TEXT SEGMENT:
________________________

AMHERST — Each tender, elegant curl of local lettuce was pristine, fit for a glamour shot in a high-end food magazine.
And, indeed, there was a professional photographer behind the buffet, snapping pictures of the perfectly manicured bowls of New England Cobb salad for yet another glowing write-up somewhere, piled with crisp, thick shards of bacon, hunks of dense, rich blue cheese, and strands of moist white chicken.
But not just anyone can order this high-class salad. To eat at one of the University of Massachusetts Amherst’s best-in-the-country campus dining halls, you must be student, faculty, or staff — or know someone who is. So, undercover in my remarkably lifelike Doughy Dad from Quincy disguise (again), I approached the buffet and asked how I might acquire such a salad.
“Oh, you can take these,” said the woman who seemed to be managing the photo shoot. These weren’t specially primped for pictures: Every plate was camera-ready.
The picture-perfect salad was a nightly special. But by the standards of Hampshire Dining Commons, it was hardly extraordinary.
“The freshman 15 is very real here,” said Bradley Polumbo, a second-year student who agreed to be my accomplice.
Over the course of the last decade, the dining program here has gone from fairly standard — the piles of chicken nuggets and steam trays of pasta of my college years — to something resembling a high-end Vegas casino buffet. Some of the commons serve until midnight, so students pile in at all hours, and sometimes wait in long lines to swipe the badges that allow them entry to the four major all-you-can eat dining commons scattered around the sprawling campus.
As upperclassmen hold court at their tables, they sip glasses of infused waters — hibiscus, pineapple, cucumber-mint — drawn from burbling dispensers. There are pizzas, of course, but also lamb vindaloo and local yellow onions and fresh mussels in pungent broth.
The Princeton Review, the national college prep and admissions services company, has ranked the food here the best of any campus in the country, two years running.
But the price of college food has become a bit of a touchy subject, after the author Malcolm Gladwell called out Bowdoin for the cost of its highly ranked dining program. (Bowdoin was not thrilled.) And over the summer, Polumbo wrote an op-ed in the Globe that raised some questions about whether maintaining an award-winning food program was worth the considerable expense — shouldered by students at a public university that recently raised tuition 3 percent for in-state undergraduates.
The crown jewel of the Amherst campus’s cuisine is Hampshire Dining Commons, recently renovated into a modern space with a massive oval kitchen at its center — the “egg.” Students swarm the stainless steel and glass buffet stations that line the outside, filling their plates with surprisingly moist hand-carved roasted pork loin from a New England farm or tacos on corn tortillas made in-house.

________________________

DATA EXCERPTS:
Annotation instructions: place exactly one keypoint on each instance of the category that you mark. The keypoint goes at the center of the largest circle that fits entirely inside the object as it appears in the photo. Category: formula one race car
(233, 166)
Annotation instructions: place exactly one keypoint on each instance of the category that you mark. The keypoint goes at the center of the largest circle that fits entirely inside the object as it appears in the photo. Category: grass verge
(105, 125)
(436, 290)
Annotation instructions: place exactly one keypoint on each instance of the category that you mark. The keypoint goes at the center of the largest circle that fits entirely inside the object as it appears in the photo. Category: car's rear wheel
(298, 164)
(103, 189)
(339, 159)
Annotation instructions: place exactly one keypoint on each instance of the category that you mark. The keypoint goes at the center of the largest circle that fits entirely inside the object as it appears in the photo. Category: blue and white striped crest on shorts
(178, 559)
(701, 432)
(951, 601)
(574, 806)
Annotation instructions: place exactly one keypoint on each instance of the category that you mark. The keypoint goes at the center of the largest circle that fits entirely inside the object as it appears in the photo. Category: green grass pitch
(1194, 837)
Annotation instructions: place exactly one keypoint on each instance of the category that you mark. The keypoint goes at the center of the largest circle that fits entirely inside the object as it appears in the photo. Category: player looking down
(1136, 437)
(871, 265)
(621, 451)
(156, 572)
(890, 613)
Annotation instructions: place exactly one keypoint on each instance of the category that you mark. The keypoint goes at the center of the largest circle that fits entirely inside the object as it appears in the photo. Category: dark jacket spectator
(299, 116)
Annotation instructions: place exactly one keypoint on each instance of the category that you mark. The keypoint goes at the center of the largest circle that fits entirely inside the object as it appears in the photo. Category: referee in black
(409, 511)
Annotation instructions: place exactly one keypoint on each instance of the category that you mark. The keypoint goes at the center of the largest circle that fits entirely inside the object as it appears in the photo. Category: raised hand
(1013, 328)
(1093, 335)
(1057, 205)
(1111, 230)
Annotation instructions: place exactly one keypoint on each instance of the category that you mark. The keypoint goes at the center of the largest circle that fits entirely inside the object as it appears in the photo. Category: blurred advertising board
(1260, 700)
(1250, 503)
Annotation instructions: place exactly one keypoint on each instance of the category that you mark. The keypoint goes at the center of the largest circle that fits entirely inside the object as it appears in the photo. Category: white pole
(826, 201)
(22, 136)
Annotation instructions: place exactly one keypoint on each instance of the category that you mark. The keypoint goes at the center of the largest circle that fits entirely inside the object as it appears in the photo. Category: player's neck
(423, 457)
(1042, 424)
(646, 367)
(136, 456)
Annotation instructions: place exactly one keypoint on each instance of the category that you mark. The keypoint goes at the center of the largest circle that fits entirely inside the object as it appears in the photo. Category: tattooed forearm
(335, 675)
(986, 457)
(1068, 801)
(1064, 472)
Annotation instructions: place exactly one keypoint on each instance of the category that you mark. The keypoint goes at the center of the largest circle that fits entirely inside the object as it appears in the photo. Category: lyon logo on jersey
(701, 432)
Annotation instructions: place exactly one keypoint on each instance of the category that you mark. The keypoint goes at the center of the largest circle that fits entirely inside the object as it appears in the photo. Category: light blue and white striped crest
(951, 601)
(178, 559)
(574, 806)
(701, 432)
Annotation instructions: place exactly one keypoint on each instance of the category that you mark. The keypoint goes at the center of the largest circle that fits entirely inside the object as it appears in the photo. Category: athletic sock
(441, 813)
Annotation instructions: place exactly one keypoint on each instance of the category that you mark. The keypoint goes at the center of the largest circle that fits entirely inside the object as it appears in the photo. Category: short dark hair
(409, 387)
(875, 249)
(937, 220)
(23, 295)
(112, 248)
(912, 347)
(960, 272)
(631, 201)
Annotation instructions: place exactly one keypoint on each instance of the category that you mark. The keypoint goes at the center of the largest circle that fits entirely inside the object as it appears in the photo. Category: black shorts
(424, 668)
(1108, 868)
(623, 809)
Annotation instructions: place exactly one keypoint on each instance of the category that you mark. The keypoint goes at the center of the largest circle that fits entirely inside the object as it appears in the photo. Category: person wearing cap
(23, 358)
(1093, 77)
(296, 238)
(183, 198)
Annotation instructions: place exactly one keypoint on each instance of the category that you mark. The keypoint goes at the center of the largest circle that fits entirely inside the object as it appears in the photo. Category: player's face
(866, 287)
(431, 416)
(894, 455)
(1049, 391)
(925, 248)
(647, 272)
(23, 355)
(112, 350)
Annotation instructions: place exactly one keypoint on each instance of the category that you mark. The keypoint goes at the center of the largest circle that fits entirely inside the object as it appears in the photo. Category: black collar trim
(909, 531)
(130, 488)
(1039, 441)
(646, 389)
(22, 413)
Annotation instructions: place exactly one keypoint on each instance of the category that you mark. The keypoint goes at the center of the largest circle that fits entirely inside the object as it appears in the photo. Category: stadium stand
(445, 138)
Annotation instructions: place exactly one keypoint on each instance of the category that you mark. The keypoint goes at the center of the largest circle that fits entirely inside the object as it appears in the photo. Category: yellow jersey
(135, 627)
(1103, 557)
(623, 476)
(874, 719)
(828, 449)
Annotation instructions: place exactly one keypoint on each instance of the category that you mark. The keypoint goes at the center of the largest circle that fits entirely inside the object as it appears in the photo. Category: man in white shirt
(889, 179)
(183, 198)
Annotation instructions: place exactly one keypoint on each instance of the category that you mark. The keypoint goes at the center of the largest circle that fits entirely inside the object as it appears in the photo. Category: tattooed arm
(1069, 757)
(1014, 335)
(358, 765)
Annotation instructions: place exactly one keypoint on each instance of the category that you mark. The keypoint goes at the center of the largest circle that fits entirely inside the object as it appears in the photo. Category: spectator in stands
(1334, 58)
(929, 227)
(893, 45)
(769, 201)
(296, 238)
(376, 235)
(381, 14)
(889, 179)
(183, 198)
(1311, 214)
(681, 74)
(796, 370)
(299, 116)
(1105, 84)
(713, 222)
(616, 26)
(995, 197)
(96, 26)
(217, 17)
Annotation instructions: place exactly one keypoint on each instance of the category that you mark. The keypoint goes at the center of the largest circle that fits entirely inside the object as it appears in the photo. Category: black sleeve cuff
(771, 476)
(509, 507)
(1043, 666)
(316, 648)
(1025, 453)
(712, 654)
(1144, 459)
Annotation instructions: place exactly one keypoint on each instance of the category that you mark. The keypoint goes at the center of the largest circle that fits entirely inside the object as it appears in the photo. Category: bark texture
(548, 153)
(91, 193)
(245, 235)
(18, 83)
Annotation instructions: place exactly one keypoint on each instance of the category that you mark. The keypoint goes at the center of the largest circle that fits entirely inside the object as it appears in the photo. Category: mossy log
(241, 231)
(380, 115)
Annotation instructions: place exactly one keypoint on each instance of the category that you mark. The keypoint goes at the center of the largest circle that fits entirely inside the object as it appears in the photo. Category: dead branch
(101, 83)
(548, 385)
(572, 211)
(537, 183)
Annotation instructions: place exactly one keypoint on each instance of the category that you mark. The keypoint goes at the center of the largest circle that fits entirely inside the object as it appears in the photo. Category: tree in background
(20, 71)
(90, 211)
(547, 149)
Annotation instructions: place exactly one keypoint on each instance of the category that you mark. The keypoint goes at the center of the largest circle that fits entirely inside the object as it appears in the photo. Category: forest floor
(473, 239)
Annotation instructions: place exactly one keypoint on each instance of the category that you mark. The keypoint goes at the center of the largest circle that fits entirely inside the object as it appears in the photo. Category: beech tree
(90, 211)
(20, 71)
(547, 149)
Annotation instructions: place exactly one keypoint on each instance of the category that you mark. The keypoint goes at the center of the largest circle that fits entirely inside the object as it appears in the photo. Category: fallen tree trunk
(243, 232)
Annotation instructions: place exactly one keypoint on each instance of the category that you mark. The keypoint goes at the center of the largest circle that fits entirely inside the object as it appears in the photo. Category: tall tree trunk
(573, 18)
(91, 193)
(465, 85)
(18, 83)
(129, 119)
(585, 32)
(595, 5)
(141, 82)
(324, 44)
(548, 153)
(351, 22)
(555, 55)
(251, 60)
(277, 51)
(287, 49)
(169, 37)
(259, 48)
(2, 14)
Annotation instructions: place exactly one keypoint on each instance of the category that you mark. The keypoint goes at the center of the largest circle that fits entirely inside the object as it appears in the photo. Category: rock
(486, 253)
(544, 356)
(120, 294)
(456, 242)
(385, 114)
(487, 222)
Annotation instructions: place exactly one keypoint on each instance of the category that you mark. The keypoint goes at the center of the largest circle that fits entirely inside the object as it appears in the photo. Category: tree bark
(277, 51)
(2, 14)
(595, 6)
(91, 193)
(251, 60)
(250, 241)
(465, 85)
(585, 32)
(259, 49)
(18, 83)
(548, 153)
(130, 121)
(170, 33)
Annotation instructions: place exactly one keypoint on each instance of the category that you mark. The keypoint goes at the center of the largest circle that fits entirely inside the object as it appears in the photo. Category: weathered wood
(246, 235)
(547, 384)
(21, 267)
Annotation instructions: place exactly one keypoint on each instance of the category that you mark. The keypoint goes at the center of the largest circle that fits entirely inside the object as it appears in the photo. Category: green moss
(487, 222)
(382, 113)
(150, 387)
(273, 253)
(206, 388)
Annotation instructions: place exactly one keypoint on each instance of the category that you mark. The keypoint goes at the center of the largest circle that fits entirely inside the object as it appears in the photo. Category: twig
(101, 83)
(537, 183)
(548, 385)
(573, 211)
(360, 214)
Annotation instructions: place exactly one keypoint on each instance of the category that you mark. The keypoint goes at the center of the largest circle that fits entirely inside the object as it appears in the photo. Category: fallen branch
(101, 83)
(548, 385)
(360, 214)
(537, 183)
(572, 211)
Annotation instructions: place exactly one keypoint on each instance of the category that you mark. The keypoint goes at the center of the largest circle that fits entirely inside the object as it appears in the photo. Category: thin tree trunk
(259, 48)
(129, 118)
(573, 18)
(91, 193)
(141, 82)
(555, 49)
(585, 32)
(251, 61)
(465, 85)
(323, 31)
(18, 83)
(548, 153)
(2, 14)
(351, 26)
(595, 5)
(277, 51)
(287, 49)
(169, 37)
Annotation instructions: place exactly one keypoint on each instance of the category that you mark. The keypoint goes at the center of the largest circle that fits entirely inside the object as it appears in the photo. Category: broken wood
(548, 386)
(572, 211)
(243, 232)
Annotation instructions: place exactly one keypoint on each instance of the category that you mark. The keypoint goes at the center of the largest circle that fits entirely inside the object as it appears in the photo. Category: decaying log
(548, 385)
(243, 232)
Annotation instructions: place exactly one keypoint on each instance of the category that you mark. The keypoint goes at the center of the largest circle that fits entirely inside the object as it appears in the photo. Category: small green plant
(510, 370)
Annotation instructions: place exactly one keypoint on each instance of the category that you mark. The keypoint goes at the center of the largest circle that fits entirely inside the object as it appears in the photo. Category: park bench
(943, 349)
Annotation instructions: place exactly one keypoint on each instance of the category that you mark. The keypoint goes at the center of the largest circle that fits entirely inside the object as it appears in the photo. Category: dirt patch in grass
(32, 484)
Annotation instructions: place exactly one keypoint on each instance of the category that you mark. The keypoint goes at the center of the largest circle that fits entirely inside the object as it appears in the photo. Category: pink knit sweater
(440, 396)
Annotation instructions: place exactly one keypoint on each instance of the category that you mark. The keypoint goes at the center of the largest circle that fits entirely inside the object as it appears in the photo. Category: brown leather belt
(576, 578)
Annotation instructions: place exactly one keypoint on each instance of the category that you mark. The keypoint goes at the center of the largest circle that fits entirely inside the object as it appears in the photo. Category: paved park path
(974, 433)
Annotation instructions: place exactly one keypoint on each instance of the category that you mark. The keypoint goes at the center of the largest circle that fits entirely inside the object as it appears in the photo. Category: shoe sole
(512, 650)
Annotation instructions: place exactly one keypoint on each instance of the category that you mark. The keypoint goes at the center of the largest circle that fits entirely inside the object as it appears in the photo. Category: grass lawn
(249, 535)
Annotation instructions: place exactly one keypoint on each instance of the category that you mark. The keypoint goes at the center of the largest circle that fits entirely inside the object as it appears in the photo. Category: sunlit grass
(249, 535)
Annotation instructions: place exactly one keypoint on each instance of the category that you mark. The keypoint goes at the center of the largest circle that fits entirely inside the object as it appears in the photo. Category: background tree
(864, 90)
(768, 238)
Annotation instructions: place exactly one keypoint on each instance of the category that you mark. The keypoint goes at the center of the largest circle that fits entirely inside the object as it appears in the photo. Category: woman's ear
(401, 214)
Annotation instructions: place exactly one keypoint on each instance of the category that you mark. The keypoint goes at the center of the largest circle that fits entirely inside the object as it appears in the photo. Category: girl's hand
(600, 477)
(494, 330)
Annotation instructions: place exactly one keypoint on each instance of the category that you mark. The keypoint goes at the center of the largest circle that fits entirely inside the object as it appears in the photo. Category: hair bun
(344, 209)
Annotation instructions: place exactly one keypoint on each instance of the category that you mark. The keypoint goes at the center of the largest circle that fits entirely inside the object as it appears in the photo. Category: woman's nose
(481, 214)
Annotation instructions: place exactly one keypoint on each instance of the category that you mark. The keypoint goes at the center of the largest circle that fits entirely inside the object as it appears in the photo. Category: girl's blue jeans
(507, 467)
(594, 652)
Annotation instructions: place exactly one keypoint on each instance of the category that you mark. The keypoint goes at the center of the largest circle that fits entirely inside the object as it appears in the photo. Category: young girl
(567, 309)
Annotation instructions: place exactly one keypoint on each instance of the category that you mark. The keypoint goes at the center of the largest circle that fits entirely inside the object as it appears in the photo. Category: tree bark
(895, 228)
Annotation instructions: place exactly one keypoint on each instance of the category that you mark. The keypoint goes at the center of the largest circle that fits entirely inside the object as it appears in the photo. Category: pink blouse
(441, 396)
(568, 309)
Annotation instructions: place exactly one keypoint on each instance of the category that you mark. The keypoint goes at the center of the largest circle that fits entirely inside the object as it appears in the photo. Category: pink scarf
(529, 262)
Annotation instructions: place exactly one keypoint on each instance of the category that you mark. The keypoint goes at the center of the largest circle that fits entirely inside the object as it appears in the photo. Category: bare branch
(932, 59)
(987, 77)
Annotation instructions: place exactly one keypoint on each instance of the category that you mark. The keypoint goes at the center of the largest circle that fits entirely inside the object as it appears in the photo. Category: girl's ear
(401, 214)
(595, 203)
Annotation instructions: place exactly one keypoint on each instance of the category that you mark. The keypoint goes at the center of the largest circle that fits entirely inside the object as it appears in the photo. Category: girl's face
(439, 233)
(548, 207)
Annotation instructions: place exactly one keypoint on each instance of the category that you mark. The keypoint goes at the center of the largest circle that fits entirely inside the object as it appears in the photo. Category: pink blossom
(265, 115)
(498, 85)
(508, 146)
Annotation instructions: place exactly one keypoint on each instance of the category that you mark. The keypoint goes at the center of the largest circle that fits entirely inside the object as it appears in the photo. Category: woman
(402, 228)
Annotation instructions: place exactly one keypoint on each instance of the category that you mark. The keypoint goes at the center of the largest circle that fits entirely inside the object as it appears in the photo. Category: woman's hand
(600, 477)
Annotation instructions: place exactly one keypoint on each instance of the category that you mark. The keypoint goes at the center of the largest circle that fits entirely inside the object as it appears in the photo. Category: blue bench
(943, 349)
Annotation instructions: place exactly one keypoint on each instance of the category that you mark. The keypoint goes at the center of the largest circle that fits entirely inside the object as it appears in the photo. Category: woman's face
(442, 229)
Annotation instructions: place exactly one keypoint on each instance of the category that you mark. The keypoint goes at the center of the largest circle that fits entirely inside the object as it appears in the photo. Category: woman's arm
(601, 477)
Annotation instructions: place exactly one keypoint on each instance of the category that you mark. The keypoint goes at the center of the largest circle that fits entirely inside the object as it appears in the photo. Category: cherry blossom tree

________________________

OBJECTIVE: Reproduce the passage of the campus dining article from "AMHERST — Each" to "moist white chicken.", swapping in "arugula" wherever "lettuce" appears.

ANSWER BELOW:
AMHERST — Each tender, elegant curl of local arugula was pristine, fit for a glamour shot in a high-end food magazine.
And, indeed, there was a professional photographer behind the buffet, snapping pictures of the perfectly manicured bowls of New England Cobb salad for yet another glowing write-up somewhere, piled with crisp, thick shards of bacon, hunks of dense, rich blue cheese, and strands of moist white chicken.